> DATA TO PROCESS:

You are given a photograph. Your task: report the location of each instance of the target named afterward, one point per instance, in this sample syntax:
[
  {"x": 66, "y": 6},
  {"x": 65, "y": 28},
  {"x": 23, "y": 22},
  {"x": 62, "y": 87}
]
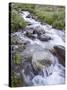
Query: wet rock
[
  {"x": 44, "y": 38},
  {"x": 30, "y": 34},
  {"x": 27, "y": 72},
  {"x": 60, "y": 52},
  {"x": 29, "y": 16},
  {"x": 42, "y": 59},
  {"x": 17, "y": 40},
  {"x": 30, "y": 49},
  {"x": 38, "y": 30}
]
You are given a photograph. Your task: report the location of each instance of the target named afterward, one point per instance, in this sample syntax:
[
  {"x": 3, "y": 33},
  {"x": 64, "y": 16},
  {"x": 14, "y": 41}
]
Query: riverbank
[{"x": 53, "y": 15}]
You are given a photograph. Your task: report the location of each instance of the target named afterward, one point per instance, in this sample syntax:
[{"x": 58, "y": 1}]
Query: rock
[
  {"x": 30, "y": 49},
  {"x": 16, "y": 40},
  {"x": 27, "y": 72},
  {"x": 38, "y": 31},
  {"x": 42, "y": 59},
  {"x": 44, "y": 38},
  {"x": 34, "y": 17},
  {"x": 30, "y": 34},
  {"x": 29, "y": 16},
  {"x": 60, "y": 52}
]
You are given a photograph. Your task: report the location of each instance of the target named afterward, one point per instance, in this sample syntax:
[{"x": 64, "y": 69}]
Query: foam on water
[{"x": 55, "y": 73}]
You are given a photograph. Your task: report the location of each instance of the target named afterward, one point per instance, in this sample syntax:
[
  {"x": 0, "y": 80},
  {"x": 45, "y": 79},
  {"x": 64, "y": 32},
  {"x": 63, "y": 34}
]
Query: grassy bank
[
  {"x": 17, "y": 22},
  {"x": 53, "y": 15}
]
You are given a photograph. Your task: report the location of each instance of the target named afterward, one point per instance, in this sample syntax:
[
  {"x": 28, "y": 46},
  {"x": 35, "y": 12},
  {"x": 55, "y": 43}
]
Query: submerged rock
[
  {"x": 60, "y": 52},
  {"x": 43, "y": 37},
  {"x": 42, "y": 59},
  {"x": 38, "y": 30}
]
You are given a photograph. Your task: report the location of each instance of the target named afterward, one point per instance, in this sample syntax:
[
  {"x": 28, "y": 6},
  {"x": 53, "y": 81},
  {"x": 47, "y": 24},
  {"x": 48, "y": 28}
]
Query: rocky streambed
[{"x": 42, "y": 51}]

> REQUIRED TASK:
Omit the pictures and restate the rest of the records verbatim.

> ANSWER IN FULL:
You are given a photograph. Your task: report the location of each instance of the target named afterward, one point per instance, in this sample syntax:
[
  {"x": 66, "y": 6},
  {"x": 65, "y": 28},
  {"x": 23, "y": 22},
  {"x": 62, "y": 87}
]
Query: wet rock
[
  {"x": 44, "y": 38},
  {"x": 30, "y": 34},
  {"x": 27, "y": 72},
  {"x": 60, "y": 52},
  {"x": 29, "y": 16},
  {"x": 42, "y": 59},
  {"x": 17, "y": 40},
  {"x": 30, "y": 49},
  {"x": 38, "y": 30}
]
You are given a photograph. Your task: report the location of each instance of the target named afterward, one point per instance, in this sample syntax:
[
  {"x": 3, "y": 33},
  {"x": 64, "y": 16},
  {"x": 14, "y": 41}
]
Query: riverbank
[{"x": 53, "y": 15}]
You are given a photograph. Your task: report the location of each instance of the target named afterward, one point per instance, in this sample syntax:
[{"x": 58, "y": 1}]
Query: rock
[
  {"x": 30, "y": 49},
  {"x": 16, "y": 40},
  {"x": 27, "y": 72},
  {"x": 38, "y": 31},
  {"x": 42, "y": 59},
  {"x": 44, "y": 38},
  {"x": 34, "y": 17},
  {"x": 30, "y": 34},
  {"x": 29, "y": 16},
  {"x": 60, "y": 52}
]
You are given a photograph. Your task: report the location of each instance of the target named afterward, one point per instance, in this sample syntax:
[{"x": 64, "y": 69}]
Query: foam on water
[{"x": 55, "y": 73}]
You are given a photograph. Your task: report the location of each instance of the target named afterward, one point per instance, in this sample syntax:
[
  {"x": 0, "y": 80},
  {"x": 45, "y": 79},
  {"x": 64, "y": 32},
  {"x": 63, "y": 34}
]
Query: grassy bank
[
  {"x": 17, "y": 22},
  {"x": 53, "y": 15}
]
You are given a photograph. Your task: report the location of each instance of the target named afterward, one point per instance, in this sample syntax:
[
  {"x": 28, "y": 46},
  {"x": 35, "y": 12},
  {"x": 55, "y": 43}
]
Query: submerged rock
[
  {"x": 60, "y": 52},
  {"x": 43, "y": 37},
  {"x": 42, "y": 59},
  {"x": 38, "y": 30}
]
You are given a photograph. Your task: report the location of each instance of the target named afterward, one point per instance, in this sample syntax:
[
  {"x": 28, "y": 6},
  {"x": 53, "y": 81},
  {"x": 47, "y": 24},
  {"x": 48, "y": 28}
]
Query: rocky streambed
[{"x": 42, "y": 51}]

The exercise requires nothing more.